• Gösterilen Metin:
::::::::
Reklam Spotunu Herkes Önceden Seyretmiş

Bunun üzerine Nilgün Belgün bir açıklama yaptı ve tüm bu reklam filminde rol alan sanatçılara sonunda Cumhurbaşkanlığı logosunun yer aldığı o reklam spotunu herkese gösterdiğini söyledi. Buna ben de inanıyorum. Bence herkes bu reklam spotunu izledi ama bir kesim medya bu spottan rahatsız olunca tiyatrocular mahalle baskısı yedi ve bu spota karşı tavır aldı. Bunlar hoş şeyler değil. Bunlar kusura bakmayın ama saçma ve çocukça şeyler. Ben onu bunu bilmem, nerdeyse ilk kez devlet bu çok önemli gün, yani tiyatrocuların gününü hatırlıyor ve bir farkındalık spotu hazırlıyor. Bunu alkışlayacağına biz neyi tartışıyoruz. Cidden üzücü şeyler bunlar. Ben bu “Sanat Varsa Hayat Var” adlı spotu çok beğendim. Sanat varsa hayat olmalı kavga değil.

Sibel Tüzün albümleri yeni sound'larıyla tüm dijital platformlarda

Sibel Tüzün, unutulmaz 4 albümünü yeni sound’larıyla müzikseverlerle buluşturuyor. Müzisyenin 27 yıllık kariyerindeki özgür ve cesur tarzının öncüsü olarak, yayınlandıkları dönemin iddialı yapımları arasında yer alan ‘Hayat Buysa Ben Yokum Bu Yolda’ (1998), ‘Kırmızı’ (2003), ‘Kıpkırmızı’ (2004) ve ‘Superstar’ (2006) albümleri, günümüz ses teknolojisiyle yenilendi. Sibel Tüzün’ün yapım şirketi Arinna Müzik etiketiyle dijital platformlarda dinleyiciyle buluşan albümlerin güncellenen masteringi’ne Ender Akay ve Tanju Eren imza attı.

Işın Karaca Artık Daha Olgun

Işın Karaca, yine dinleyicisine kendisinden duymaya alışık olduğu bir şarkıyla, 2019 yılının ilk sürprizini açıkladı. Işın Karaca, ‘Uyanış’ albümünden yıllar sonra yeniden söz ve müziği Zeki Güner imzası taşıyan ‘Canımın Yarısı’nı, kardeşi Akın Büyükkaraca ile kurdukları Akış Production etiketiyle yayımladı.
::::::::
• Görev: Yukarıdaki sanat ve müzik haberleri metnini kaldığı yerden alıp sürdürün.

• İncelenecek Veriler:
::::::::
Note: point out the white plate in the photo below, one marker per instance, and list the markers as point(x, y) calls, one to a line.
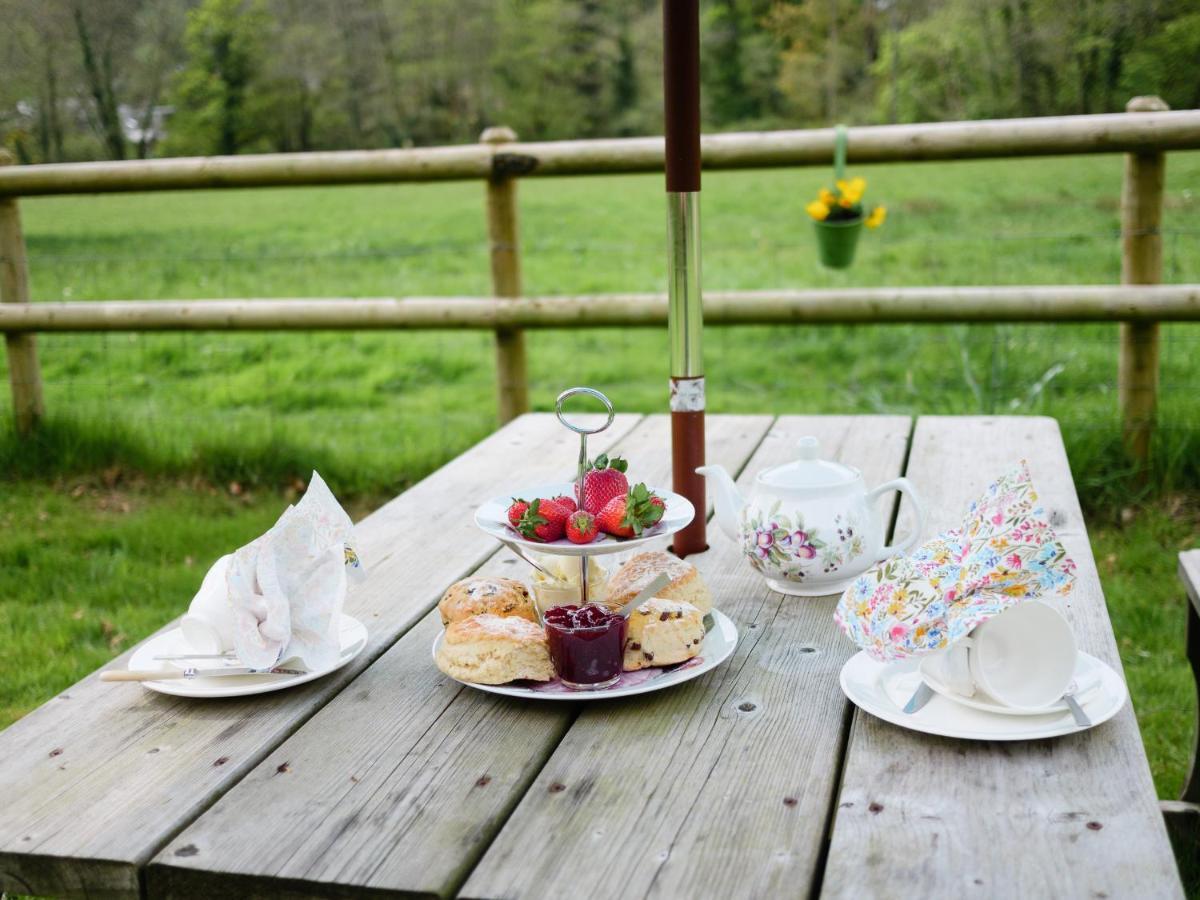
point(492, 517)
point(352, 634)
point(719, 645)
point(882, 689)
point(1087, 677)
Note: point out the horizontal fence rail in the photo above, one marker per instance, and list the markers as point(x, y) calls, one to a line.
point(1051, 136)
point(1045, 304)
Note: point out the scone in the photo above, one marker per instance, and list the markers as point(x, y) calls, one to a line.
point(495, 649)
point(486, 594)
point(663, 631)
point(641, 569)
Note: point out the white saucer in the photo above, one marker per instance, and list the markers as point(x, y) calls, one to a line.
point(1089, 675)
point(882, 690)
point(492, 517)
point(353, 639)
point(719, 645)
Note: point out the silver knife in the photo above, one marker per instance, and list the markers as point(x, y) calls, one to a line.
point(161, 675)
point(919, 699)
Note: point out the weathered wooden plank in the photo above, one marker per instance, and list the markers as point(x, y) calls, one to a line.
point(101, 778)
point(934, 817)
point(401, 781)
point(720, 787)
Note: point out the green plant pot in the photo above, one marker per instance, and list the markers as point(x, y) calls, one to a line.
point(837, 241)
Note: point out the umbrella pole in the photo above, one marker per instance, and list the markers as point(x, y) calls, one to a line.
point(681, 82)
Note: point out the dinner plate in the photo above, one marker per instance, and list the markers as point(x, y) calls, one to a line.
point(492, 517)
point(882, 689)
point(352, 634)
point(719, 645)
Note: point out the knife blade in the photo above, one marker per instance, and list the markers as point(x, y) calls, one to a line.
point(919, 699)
::::::::
• Görev Yanıtı:
Kendini daha olgun ve farklı bir kadın olarak hissettiğini dile getiren Karaca, bugüne kadar yayımladığı albüm ve şarkılarla Türk Pop Müzik kataloğuna adını yazdırmayı başardı. Derdi her zaman kaliteli müzik, iyi şarkı söylemek olan güçlü yorumcu, en son 2018 yılında yayımladığı, uzun süre listelerde 1 numarada yer alan Sefa Cheshmberah düeti ‘Sevmekten Anladığım’ ve ‘Eyvallah’ albümü ile sevenleriyle buluşmuştu.

Nalan, Uzun Süren Suskunluğunu Bozdu

Nalan, uzun bir aradan sonra sevenleriyle buluşuyor. 7 yıldır müzik piyasasından uzak kalan başarılı sanatçı, suskunluğunu ‘Aşk Senin Neyine’ isimli albümü ile bozdu. Poll Production by Polat Yağcı etiketiyle müzikseverlerle buluşan ‘Aşk Senin Neyine’ albümü toplamda 6 şarkı, 4 versiyondan oluşuyor.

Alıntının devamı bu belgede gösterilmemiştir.